Exercise prompt
Identify each line below that contains the string "query" and copy those lines in full.

### Data lines

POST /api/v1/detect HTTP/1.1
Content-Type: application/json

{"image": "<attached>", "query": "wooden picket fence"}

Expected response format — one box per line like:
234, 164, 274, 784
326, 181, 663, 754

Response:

######
### Data lines

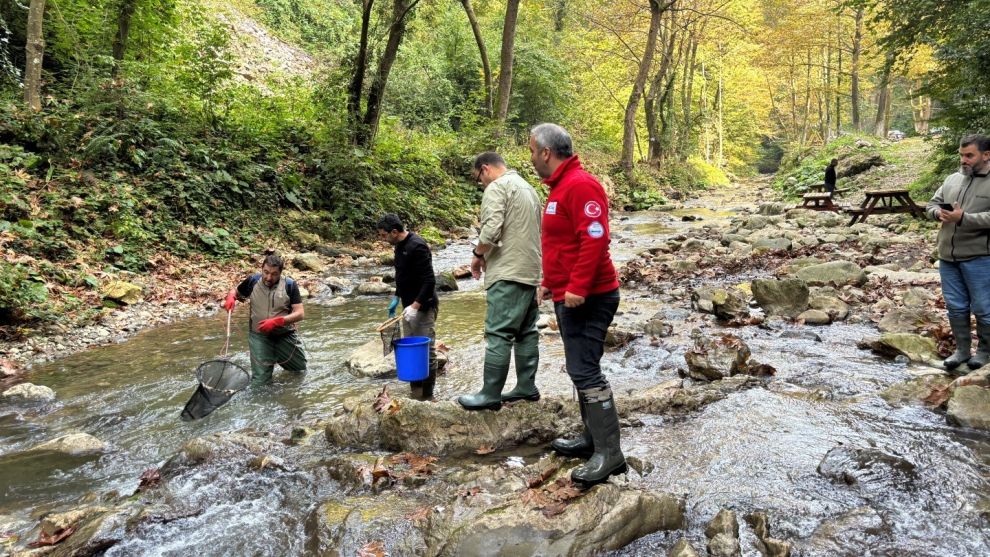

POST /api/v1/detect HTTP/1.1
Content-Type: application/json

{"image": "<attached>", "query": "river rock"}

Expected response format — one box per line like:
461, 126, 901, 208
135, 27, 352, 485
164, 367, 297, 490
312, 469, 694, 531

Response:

######

Exercise response
{"image": "<attached>", "query": "wooden picket fence"}
{"image": "<attached>", "query": "river rock"}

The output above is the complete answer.